--- Start Entries provided ---
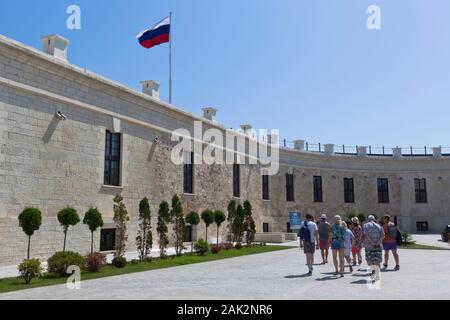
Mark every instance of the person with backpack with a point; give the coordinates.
(373, 236)
(309, 237)
(338, 245)
(324, 238)
(390, 242)
(357, 245)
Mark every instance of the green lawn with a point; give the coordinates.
(421, 247)
(14, 284)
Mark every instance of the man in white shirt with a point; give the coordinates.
(309, 241)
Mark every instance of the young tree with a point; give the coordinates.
(68, 217)
(93, 219)
(193, 219)
(238, 224)
(177, 218)
(144, 239)
(231, 215)
(249, 223)
(163, 220)
(219, 218)
(120, 219)
(30, 219)
(208, 219)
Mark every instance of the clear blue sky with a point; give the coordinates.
(309, 68)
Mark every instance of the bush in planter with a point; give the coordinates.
(201, 247)
(215, 249)
(227, 245)
(94, 261)
(60, 261)
(30, 219)
(119, 262)
(30, 269)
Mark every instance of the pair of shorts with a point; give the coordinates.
(390, 246)
(337, 245)
(324, 245)
(347, 252)
(374, 255)
(309, 247)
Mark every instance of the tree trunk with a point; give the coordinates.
(217, 235)
(192, 240)
(28, 252)
(92, 242)
(65, 237)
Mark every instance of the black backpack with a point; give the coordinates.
(399, 237)
(305, 234)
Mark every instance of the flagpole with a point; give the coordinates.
(170, 61)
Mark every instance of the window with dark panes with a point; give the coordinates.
(317, 182)
(383, 190)
(265, 182)
(289, 187)
(420, 186)
(349, 192)
(188, 173)
(236, 180)
(112, 159)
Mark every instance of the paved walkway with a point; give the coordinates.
(275, 275)
(430, 240)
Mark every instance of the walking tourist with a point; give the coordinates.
(390, 242)
(373, 236)
(357, 244)
(337, 245)
(348, 244)
(308, 236)
(324, 238)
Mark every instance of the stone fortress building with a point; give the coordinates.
(69, 137)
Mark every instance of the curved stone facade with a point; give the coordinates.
(49, 163)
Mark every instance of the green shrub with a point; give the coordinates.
(119, 262)
(30, 269)
(201, 247)
(60, 261)
(94, 261)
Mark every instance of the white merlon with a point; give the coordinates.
(329, 148)
(437, 152)
(273, 138)
(299, 144)
(151, 88)
(56, 46)
(210, 113)
(361, 151)
(397, 152)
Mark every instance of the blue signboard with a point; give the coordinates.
(296, 220)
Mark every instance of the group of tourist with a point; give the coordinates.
(347, 240)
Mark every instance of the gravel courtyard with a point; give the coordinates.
(277, 275)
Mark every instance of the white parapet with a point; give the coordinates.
(397, 153)
(361, 151)
(299, 144)
(437, 152)
(329, 148)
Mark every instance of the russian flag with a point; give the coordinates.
(155, 36)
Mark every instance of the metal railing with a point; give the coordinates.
(371, 150)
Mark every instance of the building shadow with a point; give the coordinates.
(50, 130)
(306, 275)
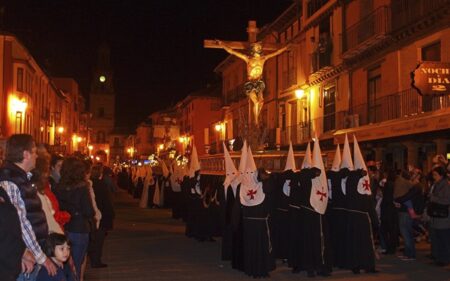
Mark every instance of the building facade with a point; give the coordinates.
(201, 123)
(350, 73)
(34, 103)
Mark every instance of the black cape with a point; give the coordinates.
(337, 217)
(315, 254)
(258, 258)
(361, 225)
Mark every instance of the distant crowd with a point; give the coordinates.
(55, 212)
(387, 215)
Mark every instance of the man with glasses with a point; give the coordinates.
(20, 159)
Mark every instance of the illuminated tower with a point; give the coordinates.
(102, 101)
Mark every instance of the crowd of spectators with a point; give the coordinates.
(55, 212)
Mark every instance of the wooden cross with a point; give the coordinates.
(252, 31)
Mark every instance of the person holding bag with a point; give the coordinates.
(438, 211)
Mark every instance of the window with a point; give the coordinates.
(283, 116)
(100, 137)
(20, 79)
(329, 102)
(432, 52)
(315, 5)
(373, 90)
(101, 112)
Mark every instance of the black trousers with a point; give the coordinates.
(96, 245)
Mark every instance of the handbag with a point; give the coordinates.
(436, 210)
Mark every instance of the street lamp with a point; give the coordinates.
(299, 93)
(17, 107)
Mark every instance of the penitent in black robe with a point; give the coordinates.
(361, 225)
(337, 217)
(316, 255)
(237, 236)
(226, 210)
(258, 258)
(300, 183)
(279, 217)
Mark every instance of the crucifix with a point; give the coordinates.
(255, 59)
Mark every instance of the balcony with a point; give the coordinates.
(369, 32)
(411, 13)
(289, 78)
(398, 105)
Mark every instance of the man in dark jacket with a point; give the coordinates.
(15, 180)
(103, 199)
(11, 241)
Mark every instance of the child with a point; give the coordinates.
(57, 247)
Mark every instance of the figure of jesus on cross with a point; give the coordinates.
(254, 88)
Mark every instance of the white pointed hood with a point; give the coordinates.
(149, 180)
(164, 169)
(364, 182)
(346, 161)
(176, 178)
(251, 192)
(319, 190)
(194, 163)
(243, 161)
(290, 161)
(231, 173)
(290, 165)
(337, 160)
(157, 194)
(307, 162)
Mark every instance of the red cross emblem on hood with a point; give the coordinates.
(366, 185)
(321, 194)
(251, 193)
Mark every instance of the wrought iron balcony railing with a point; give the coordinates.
(367, 31)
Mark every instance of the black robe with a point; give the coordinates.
(337, 217)
(389, 218)
(362, 223)
(194, 209)
(226, 210)
(300, 183)
(237, 237)
(316, 255)
(279, 218)
(258, 258)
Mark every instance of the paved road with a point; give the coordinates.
(148, 245)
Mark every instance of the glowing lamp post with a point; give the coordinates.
(17, 108)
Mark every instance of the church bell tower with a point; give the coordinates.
(102, 101)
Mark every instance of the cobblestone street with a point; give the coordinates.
(148, 245)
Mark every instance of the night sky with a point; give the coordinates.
(156, 45)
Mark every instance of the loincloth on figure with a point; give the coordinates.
(256, 86)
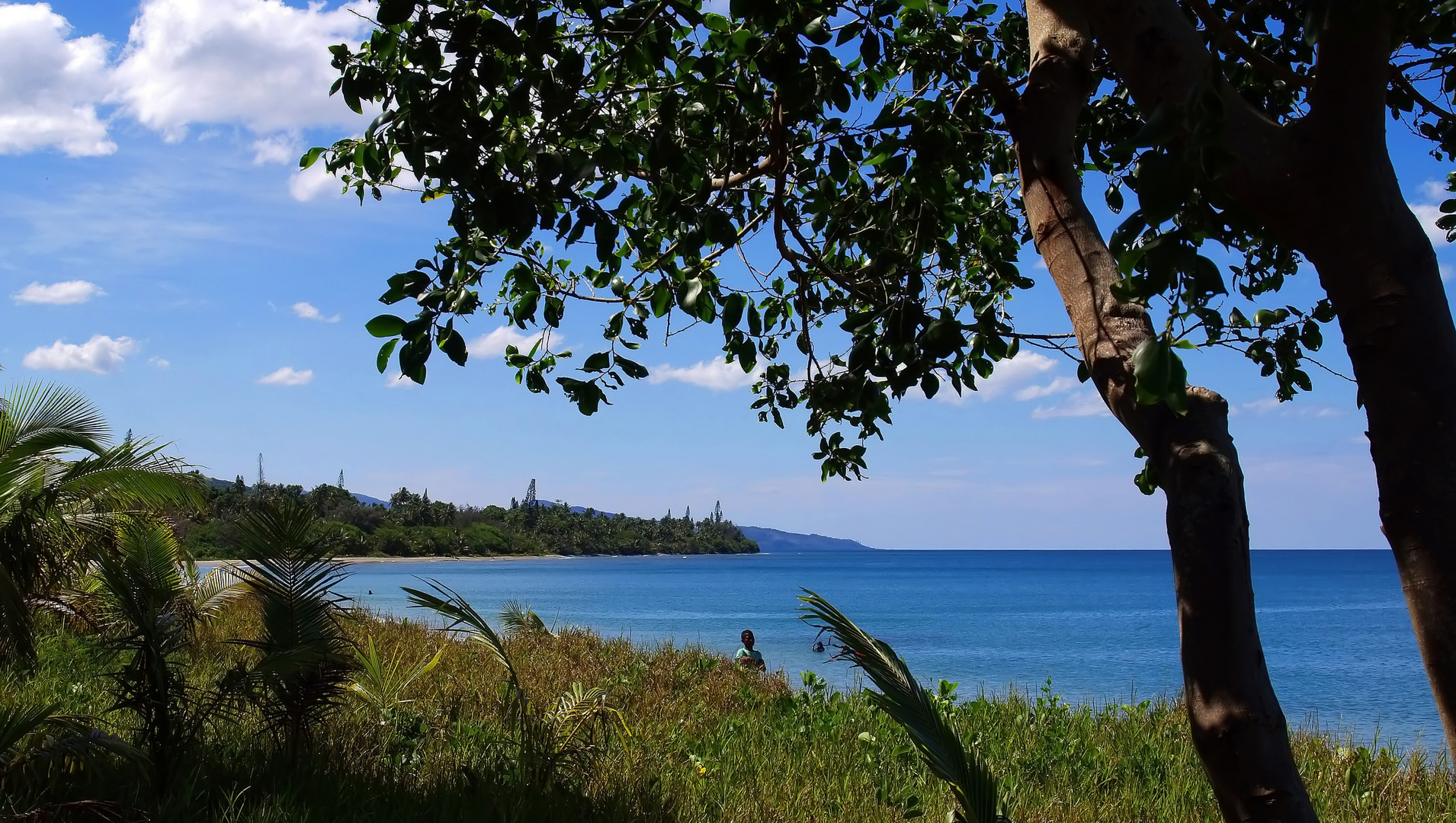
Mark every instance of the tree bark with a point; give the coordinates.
(1238, 727)
(1326, 185)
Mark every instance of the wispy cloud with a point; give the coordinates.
(714, 375)
(1430, 212)
(98, 356)
(287, 376)
(307, 312)
(1085, 402)
(63, 293)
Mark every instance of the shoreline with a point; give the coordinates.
(433, 559)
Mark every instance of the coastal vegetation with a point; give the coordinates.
(878, 168)
(414, 527)
(427, 733)
(134, 687)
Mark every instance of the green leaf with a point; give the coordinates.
(633, 370)
(393, 12)
(383, 354)
(454, 347)
(385, 325)
(598, 362)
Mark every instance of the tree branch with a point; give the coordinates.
(1233, 44)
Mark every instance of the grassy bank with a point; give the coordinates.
(708, 741)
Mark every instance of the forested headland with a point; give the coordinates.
(414, 527)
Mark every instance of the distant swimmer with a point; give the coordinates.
(747, 656)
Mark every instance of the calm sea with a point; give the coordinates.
(1101, 625)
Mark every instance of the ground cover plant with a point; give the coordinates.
(707, 741)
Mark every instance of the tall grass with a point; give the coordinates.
(710, 743)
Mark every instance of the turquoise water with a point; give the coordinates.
(1100, 624)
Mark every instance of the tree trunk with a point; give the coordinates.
(1326, 185)
(1236, 723)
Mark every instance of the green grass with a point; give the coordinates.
(710, 741)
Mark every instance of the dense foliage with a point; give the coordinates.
(412, 525)
(708, 741)
(855, 156)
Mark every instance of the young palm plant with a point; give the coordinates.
(560, 741)
(305, 664)
(40, 746)
(915, 708)
(147, 612)
(54, 510)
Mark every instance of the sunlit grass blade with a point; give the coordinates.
(909, 704)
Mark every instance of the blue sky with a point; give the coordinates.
(161, 252)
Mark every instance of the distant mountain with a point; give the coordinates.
(363, 498)
(776, 541)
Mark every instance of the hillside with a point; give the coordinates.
(779, 541)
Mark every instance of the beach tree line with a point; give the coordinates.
(877, 166)
(414, 525)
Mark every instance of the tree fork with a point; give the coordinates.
(1236, 723)
(1374, 260)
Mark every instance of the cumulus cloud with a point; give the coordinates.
(62, 293)
(287, 376)
(50, 85)
(277, 149)
(1430, 212)
(99, 356)
(307, 184)
(494, 343)
(715, 375)
(259, 65)
(1015, 373)
(255, 63)
(307, 312)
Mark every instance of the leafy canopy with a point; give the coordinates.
(852, 161)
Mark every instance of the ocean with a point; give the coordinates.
(1100, 625)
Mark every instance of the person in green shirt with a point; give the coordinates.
(747, 656)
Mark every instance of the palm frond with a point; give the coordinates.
(518, 620)
(909, 704)
(382, 685)
(37, 743)
(305, 668)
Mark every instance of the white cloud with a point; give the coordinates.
(277, 149)
(287, 376)
(307, 184)
(99, 356)
(62, 293)
(1009, 376)
(255, 63)
(1082, 404)
(1265, 405)
(1057, 386)
(1430, 212)
(494, 343)
(307, 312)
(715, 375)
(50, 85)
(396, 380)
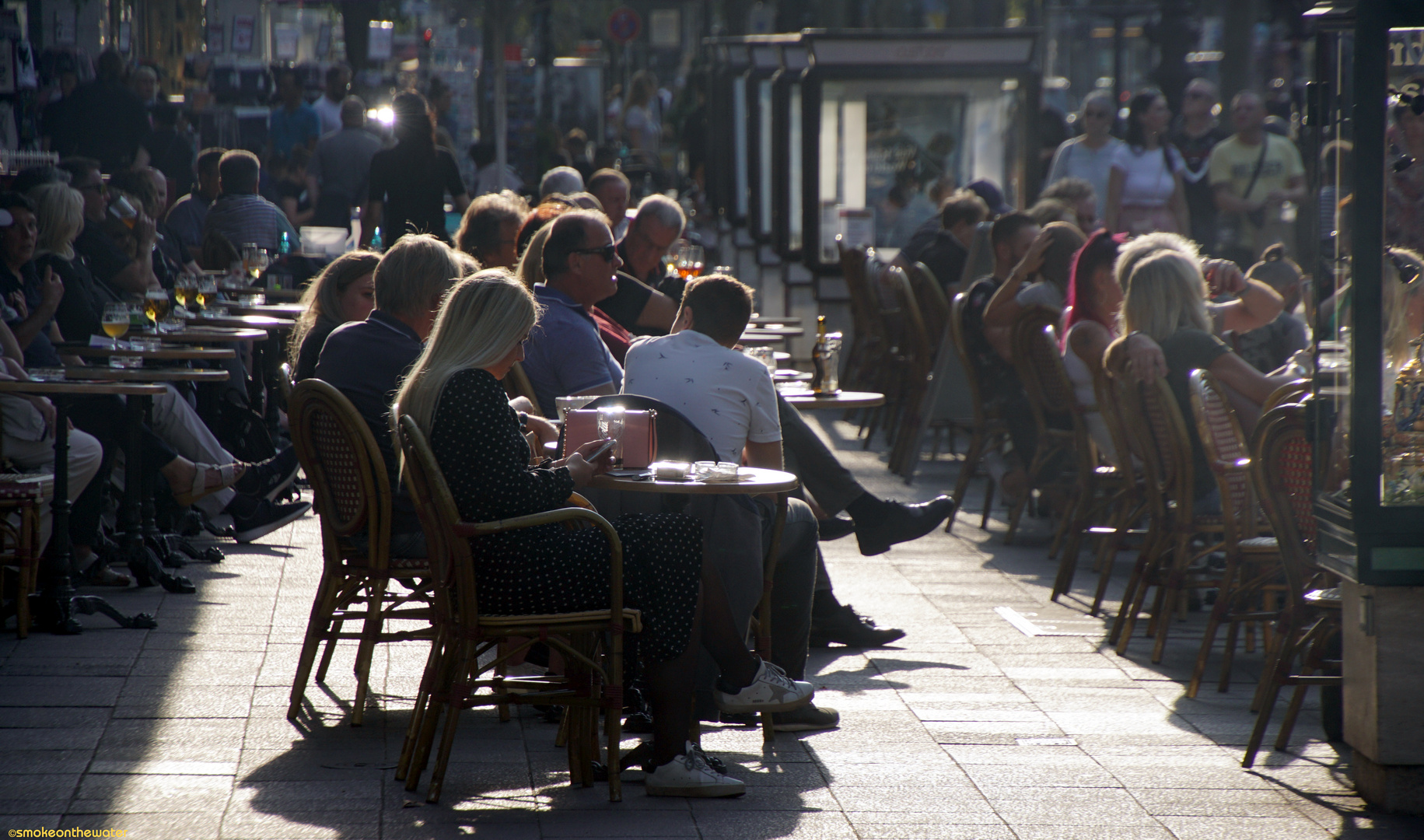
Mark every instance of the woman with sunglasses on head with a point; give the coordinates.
(455, 394)
(1090, 154)
(1146, 191)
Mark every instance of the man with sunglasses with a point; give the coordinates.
(1195, 134)
(564, 355)
(637, 303)
(101, 254)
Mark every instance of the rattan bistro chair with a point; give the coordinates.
(1252, 558)
(22, 495)
(988, 432)
(1283, 478)
(591, 642)
(1051, 401)
(1178, 534)
(352, 495)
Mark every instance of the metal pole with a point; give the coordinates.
(502, 118)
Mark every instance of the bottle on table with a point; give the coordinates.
(817, 358)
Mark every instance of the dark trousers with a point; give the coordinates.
(813, 463)
(104, 418)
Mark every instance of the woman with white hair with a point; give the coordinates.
(453, 394)
(1167, 301)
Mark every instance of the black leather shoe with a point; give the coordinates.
(846, 627)
(834, 529)
(901, 523)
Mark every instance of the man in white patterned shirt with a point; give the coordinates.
(731, 399)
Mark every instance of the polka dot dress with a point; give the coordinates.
(548, 569)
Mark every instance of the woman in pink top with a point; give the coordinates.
(1146, 190)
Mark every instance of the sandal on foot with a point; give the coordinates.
(228, 473)
(99, 574)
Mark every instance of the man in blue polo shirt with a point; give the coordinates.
(564, 355)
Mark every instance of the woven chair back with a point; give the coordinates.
(935, 306)
(1111, 415)
(915, 342)
(342, 462)
(452, 562)
(865, 305)
(1158, 437)
(1036, 344)
(963, 352)
(1283, 474)
(1225, 445)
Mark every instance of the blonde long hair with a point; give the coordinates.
(1165, 294)
(58, 214)
(324, 295)
(480, 320)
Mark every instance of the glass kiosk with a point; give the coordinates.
(1366, 117)
(1365, 114)
(726, 123)
(886, 113)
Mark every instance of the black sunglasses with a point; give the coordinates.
(607, 251)
(1408, 271)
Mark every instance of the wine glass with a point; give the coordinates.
(695, 260)
(116, 320)
(610, 425)
(156, 305)
(185, 288)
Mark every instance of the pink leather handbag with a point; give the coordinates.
(640, 435)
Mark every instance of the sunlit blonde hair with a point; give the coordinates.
(1165, 294)
(1394, 298)
(481, 319)
(1142, 247)
(58, 214)
(531, 265)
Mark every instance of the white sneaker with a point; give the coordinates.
(771, 691)
(690, 775)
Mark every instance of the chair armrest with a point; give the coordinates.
(1238, 466)
(529, 521)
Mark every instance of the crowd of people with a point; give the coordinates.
(1138, 243)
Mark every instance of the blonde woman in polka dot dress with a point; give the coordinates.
(455, 394)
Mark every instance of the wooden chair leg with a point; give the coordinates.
(460, 674)
(967, 470)
(418, 712)
(1219, 613)
(1312, 661)
(370, 632)
(317, 628)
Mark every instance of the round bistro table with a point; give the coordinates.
(750, 481)
(58, 600)
(806, 399)
(168, 353)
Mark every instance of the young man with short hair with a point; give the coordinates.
(729, 397)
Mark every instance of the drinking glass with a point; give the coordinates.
(116, 319)
(690, 261)
(185, 289)
(207, 294)
(255, 261)
(156, 305)
(610, 425)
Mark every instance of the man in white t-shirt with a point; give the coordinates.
(329, 104)
(731, 399)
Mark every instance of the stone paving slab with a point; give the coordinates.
(967, 730)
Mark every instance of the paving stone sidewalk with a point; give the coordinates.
(970, 728)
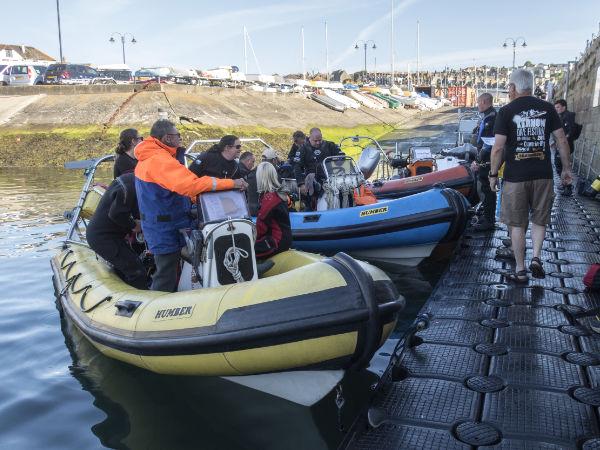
--- End Entries provided ---
→ Exercise requirements
Please gather every line from the items above that contains the word "green", copying each such line in full.

→ Full solution
Mark every instance of the green lawn with a point; give the coordinates.
Mark every instance of the green shrub with a point; give the coordinates.
Mark every instance of the green leaf with a point; give the coordinates.
Mark every instance of the green grass with a point; give the coordinates.
Mark every instance of the person in green shirt with a point; give the coordinates.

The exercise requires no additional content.